- [What to work on]
Reproduce every one of the lines below with each "detect" changed to "locate" and nothing else altered. Leave the pictures out of your answer.
---
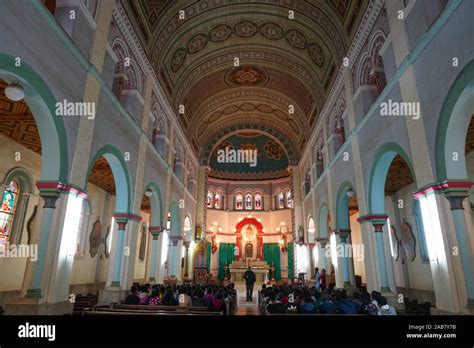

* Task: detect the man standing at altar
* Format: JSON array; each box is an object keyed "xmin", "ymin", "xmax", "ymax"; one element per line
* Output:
[{"xmin": 244, "ymin": 266, "xmax": 256, "ymax": 302}]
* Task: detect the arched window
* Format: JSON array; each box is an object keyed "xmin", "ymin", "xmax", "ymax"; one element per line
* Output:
[
  {"xmin": 166, "ymin": 212, "xmax": 171, "ymax": 231},
  {"xmin": 286, "ymin": 191, "xmax": 293, "ymax": 208},
  {"xmin": 76, "ymin": 199, "xmax": 91, "ymax": 256},
  {"xmin": 245, "ymin": 192, "xmax": 252, "ymax": 210},
  {"xmin": 214, "ymin": 192, "xmax": 222, "ymax": 209},
  {"xmin": 138, "ymin": 224, "xmax": 148, "ymax": 262},
  {"xmin": 0, "ymin": 180, "xmax": 20, "ymax": 250},
  {"xmin": 254, "ymin": 193, "xmax": 263, "ymax": 210},
  {"xmin": 412, "ymin": 199, "xmax": 430, "ymax": 262},
  {"xmin": 277, "ymin": 192, "xmax": 285, "ymax": 209},
  {"xmin": 207, "ymin": 191, "xmax": 213, "ymax": 208},
  {"xmin": 235, "ymin": 192, "xmax": 243, "ymax": 210}
]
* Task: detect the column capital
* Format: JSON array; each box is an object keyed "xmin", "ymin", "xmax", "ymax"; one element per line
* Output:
[
  {"xmin": 36, "ymin": 181, "xmax": 88, "ymax": 199},
  {"xmin": 170, "ymin": 236, "xmax": 183, "ymax": 246},
  {"xmin": 316, "ymin": 237, "xmax": 329, "ymax": 248},
  {"xmin": 148, "ymin": 226, "xmax": 165, "ymax": 240},
  {"xmin": 357, "ymin": 214, "xmax": 388, "ymax": 233},
  {"xmin": 414, "ymin": 180, "xmax": 474, "ymax": 199}
]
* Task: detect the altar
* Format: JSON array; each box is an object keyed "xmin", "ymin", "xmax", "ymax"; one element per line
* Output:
[{"xmin": 229, "ymin": 259, "xmax": 270, "ymax": 284}]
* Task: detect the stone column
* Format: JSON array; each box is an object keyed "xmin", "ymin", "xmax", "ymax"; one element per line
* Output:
[
  {"xmin": 316, "ymin": 237, "xmax": 329, "ymax": 271},
  {"xmin": 26, "ymin": 191, "xmax": 59, "ymax": 298},
  {"xmin": 183, "ymin": 241, "xmax": 191, "ymax": 280},
  {"xmin": 170, "ymin": 236, "xmax": 183, "ymax": 278},
  {"xmin": 357, "ymin": 215, "xmax": 390, "ymax": 293},
  {"xmin": 334, "ymin": 229, "xmax": 352, "ymax": 286},
  {"xmin": 111, "ymin": 214, "xmax": 128, "ymax": 288},
  {"xmin": 444, "ymin": 189, "xmax": 474, "ymax": 308},
  {"xmin": 148, "ymin": 226, "xmax": 164, "ymax": 282}
]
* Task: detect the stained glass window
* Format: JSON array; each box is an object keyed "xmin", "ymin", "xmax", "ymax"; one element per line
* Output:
[
  {"xmin": 0, "ymin": 180, "xmax": 19, "ymax": 250},
  {"xmin": 207, "ymin": 191, "xmax": 212, "ymax": 208},
  {"xmin": 278, "ymin": 192, "xmax": 285, "ymax": 209},
  {"xmin": 255, "ymin": 193, "xmax": 262, "ymax": 210},
  {"xmin": 286, "ymin": 191, "xmax": 293, "ymax": 208},
  {"xmin": 245, "ymin": 193, "xmax": 252, "ymax": 210},
  {"xmin": 214, "ymin": 192, "xmax": 221, "ymax": 209},
  {"xmin": 235, "ymin": 192, "xmax": 243, "ymax": 210}
]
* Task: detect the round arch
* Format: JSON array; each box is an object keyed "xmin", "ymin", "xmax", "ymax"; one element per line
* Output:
[
  {"xmin": 367, "ymin": 142, "xmax": 416, "ymax": 214},
  {"xmin": 0, "ymin": 53, "xmax": 69, "ymax": 182},
  {"xmin": 235, "ymin": 218, "xmax": 263, "ymax": 234},
  {"xmin": 435, "ymin": 60, "xmax": 474, "ymax": 182},
  {"xmin": 143, "ymin": 181, "xmax": 163, "ymax": 226},
  {"xmin": 307, "ymin": 215, "xmax": 316, "ymax": 243},
  {"xmin": 84, "ymin": 145, "xmax": 132, "ymax": 213},
  {"xmin": 336, "ymin": 181, "xmax": 355, "ymax": 230},
  {"xmin": 170, "ymin": 201, "xmax": 181, "ymax": 236},
  {"xmin": 3, "ymin": 167, "xmax": 34, "ymax": 193},
  {"xmin": 318, "ymin": 203, "xmax": 329, "ymax": 238},
  {"xmin": 183, "ymin": 214, "xmax": 193, "ymax": 241}
]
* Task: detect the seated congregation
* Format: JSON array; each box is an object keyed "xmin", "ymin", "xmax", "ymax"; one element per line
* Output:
[{"xmin": 260, "ymin": 285, "xmax": 397, "ymax": 315}]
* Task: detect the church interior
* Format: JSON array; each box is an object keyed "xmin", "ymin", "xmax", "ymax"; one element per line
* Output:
[{"xmin": 0, "ymin": 0, "xmax": 474, "ymax": 316}]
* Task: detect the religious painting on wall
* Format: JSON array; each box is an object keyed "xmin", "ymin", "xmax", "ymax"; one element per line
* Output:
[
  {"xmin": 104, "ymin": 226, "xmax": 110, "ymax": 258},
  {"xmin": 214, "ymin": 192, "xmax": 221, "ymax": 209},
  {"xmin": 89, "ymin": 217, "xmax": 102, "ymax": 257},
  {"xmin": 245, "ymin": 193, "xmax": 252, "ymax": 210},
  {"xmin": 235, "ymin": 192, "xmax": 242, "ymax": 210},
  {"xmin": 0, "ymin": 180, "xmax": 19, "ymax": 250},
  {"xmin": 278, "ymin": 192, "xmax": 285, "ymax": 209},
  {"xmin": 207, "ymin": 192, "xmax": 212, "ymax": 208},
  {"xmin": 400, "ymin": 220, "xmax": 416, "ymax": 262},
  {"xmin": 255, "ymin": 193, "xmax": 262, "ymax": 210},
  {"xmin": 138, "ymin": 224, "xmax": 147, "ymax": 261},
  {"xmin": 26, "ymin": 205, "xmax": 38, "ymax": 244},
  {"xmin": 389, "ymin": 225, "xmax": 400, "ymax": 261}
]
---
- [Written reply]
* Task: locate the man standing at altar
* Format: JSON array; each box is an object keyed "xmin", "ymin", "xmax", "ymax"; one element per line
* Output:
[{"xmin": 244, "ymin": 266, "xmax": 256, "ymax": 302}]
* Task: locate the arched window
* Format: JSON array; each box is an object keyed "xmin", "ymin", "xmax", "ymax"; one element per line
* Output:
[
  {"xmin": 166, "ymin": 212, "xmax": 171, "ymax": 231},
  {"xmin": 286, "ymin": 191, "xmax": 293, "ymax": 208},
  {"xmin": 76, "ymin": 199, "xmax": 91, "ymax": 256},
  {"xmin": 245, "ymin": 192, "xmax": 252, "ymax": 210},
  {"xmin": 214, "ymin": 192, "xmax": 222, "ymax": 209},
  {"xmin": 138, "ymin": 224, "xmax": 148, "ymax": 262},
  {"xmin": 0, "ymin": 180, "xmax": 20, "ymax": 250},
  {"xmin": 254, "ymin": 193, "xmax": 263, "ymax": 210},
  {"xmin": 412, "ymin": 199, "xmax": 430, "ymax": 262},
  {"xmin": 277, "ymin": 192, "xmax": 285, "ymax": 209},
  {"xmin": 207, "ymin": 191, "xmax": 213, "ymax": 208},
  {"xmin": 235, "ymin": 192, "xmax": 243, "ymax": 210}
]
* Task: locate the column capital
* Format: JSON array; each box is an object keyed "xmin", "ymin", "xmax", "ymax"; one element per line
* Output:
[
  {"xmin": 36, "ymin": 181, "xmax": 88, "ymax": 199},
  {"xmin": 170, "ymin": 236, "xmax": 183, "ymax": 246},
  {"xmin": 316, "ymin": 237, "xmax": 329, "ymax": 248},
  {"xmin": 148, "ymin": 226, "xmax": 165, "ymax": 240},
  {"xmin": 357, "ymin": 214, "xmax": 388, "ymax": 233},
  {"xmin": 414, "ymin": 180, "xmax": 474, "ymax": 199}
]
* Task: locate the altar
* Format: JSON array; each box is an object keyed "xmin", "ymin", "xmax", "ymax"; one element per line
* Output:
[{"xmin": 229, "ymin": 259, "xmax": 270, "ymax": 284}]
* Task: locate the stone column
* Format: JSON array; each box is an object keyed "xmin", "ymin", "xmax", "ymax"; one element per line
* Output:
[
  {"xmin": 316, "ymin": 237, "xmax": 329, "ymax": 271},
  {"xmin": 26, "ymin": 191, "xmax": 59, "ymax": 298},
  {"xmin": 183, "ymin": 241, "xmax": 191, "ymax": 280},
  {"xmin": 170, "ymin": 236, "xmax": 183, "ymax": 278},
  {"xmin": 357, "ymin": 215, "xmax": 390, "ymax": 293},
  {"xmin": 334, "ymin": 229, "xmax": 352, "ymax": 286},
  {"xmin": 111, "ymin": 214, "xmax": 128, "ymax": 288},
  {"xmin": 444, "ymin": 189, "xmax": 474, "ymax": 308},
  {"xmin": 148, "ymin": 226, "xmax": 164, "ymax": 282}
]
* Task: locate the stained glass window
* Format: JSON array; each box is an object keyed "xmin", "ymin", "xmax", "ymax"; one element per line
* Output:
[
  {"xmin": 0, "ymin": 180, "xmax": 19, "ymax": 250},
  {"xmin": 207, "ymin": 191, "xmax": 212, "ymax": 208},
  {"xmin": 278, "ymin": 192, "xmax": 285, "ymax": 209},
  {"xmin": 255, "ymin": 193, "xmax": 262, "ymax": 210},
  {"xmin": 286, "ymin": 191, "xmax": 293, "ymax": 208},
  {"xmin": 245, "ymin": 193, "xmax": 252, "ymax": 210},
  {"xmin": 214, "ymin": 192, "xmax": 221, "ymax": 209},
  {"xmin": 235, "ymin": 192, "xmax": 243, "ymax": 210}
]
* Task: locate the round arch
* Format: JSON array; each box is an object keyed "xmin", "ymin", "xmax", "ymax"; one element per line
* Output:
[
  {"xmin": 367, "ymin": 142, "xmax": 416, "ymax": 214},
  {"xmin": 0, "ymin": 53, "xmax": 69, "ymax": 182},
  {"xmin": 235, "ymin": 218, "xmax": 263, "ymax": 234},
  {"xmin": 435, "ymin": 60, "xmax": 474, "ymax": 182},
  {"xmin": 143, "ymin": 181, "xmax": 163, "ymax": 226},
  {"xmin": 307, "ymin": 215, "xmax": 316, "ymax": 243},
  {"xmin": 84, "ymin": 145, "xmax": 132, "ymax": 213},
  {"xmin": 336, "ymin": 181, "xmax": 355, "ymax": 230},
  {"xmin": 170, "ymin": 201, "xmax": 181, "ymax": 236},
  {"xmin": 3, "ymin": 167, "xmax": 34, "ymax": 193},
  {"xmin": 318, "ymin": 203, "xmax": 329, "ymax": 238},
  {"xmin": 183, "ymin": 214, "xmax": 193, "ymax": 241}
]
* Task: locate the seated congregation
* Format: JSON array; each box is an object keyed "xmin", "ymin", "xmax", "ymax"; one element per line
* Output:
[{"xmin": 260, "ymin": 285, "xmax": 397, "ymax": 315}]
* Task: locate the church interior
* Format: JSON array; each box is an object keyed "xmin", "ymin", "xmax", "ymax"; one element per line
* Output:
[{"xmin": 0, "ymin": 0, "xmax": 474, "ymax": 316}]
* Task: locate the religious painting on wall
* Format: JSON array; each box is an object keyed "xmin", "ymin", "xmax", "ymax"; one element per line
* Output:
[
  {"xmin": 104, "ymin": 226, "xmax": 110, "ymax": 258},
  {"xmin": 214, "ymin": 192, "xmax": 221, "ymax": 209},
  {"xmin": 89, "ymin": 217, "xmax": 102, "ymax": 257},
  {"xmin": 245, "ymin": 193, "xmax": 252, "ymax": 210},
  {"xmin": 235, "ymin": 192, "xmax": 242, "ymax": 210},
  {"xmin": 0, "ymin": 180, "xmax": 19, "ymax": 250},
  {"xmin": 278, "ymin": 192, "xmax": 285, "ymax": 209},
  {"xmin": 207, "ymin": 192, "xmax": 212, "ymax": 208},
  {"xmin": 400, "ymin": 220, "xmax": 416, "ymax": 262},
  {"xmin": 255, "ymin": 193, "xmax": 262, "ymax": 210},
  {"xmin": 138, "ymin": 224, "xmax": 147, "ymax": 261},
  {"xmin": 26, "ymin": 205, "xmax": 38, "ymax": 244},
  {"xmin": 389, "ymin": 225, "xmax": 400, "ymax": 261}
]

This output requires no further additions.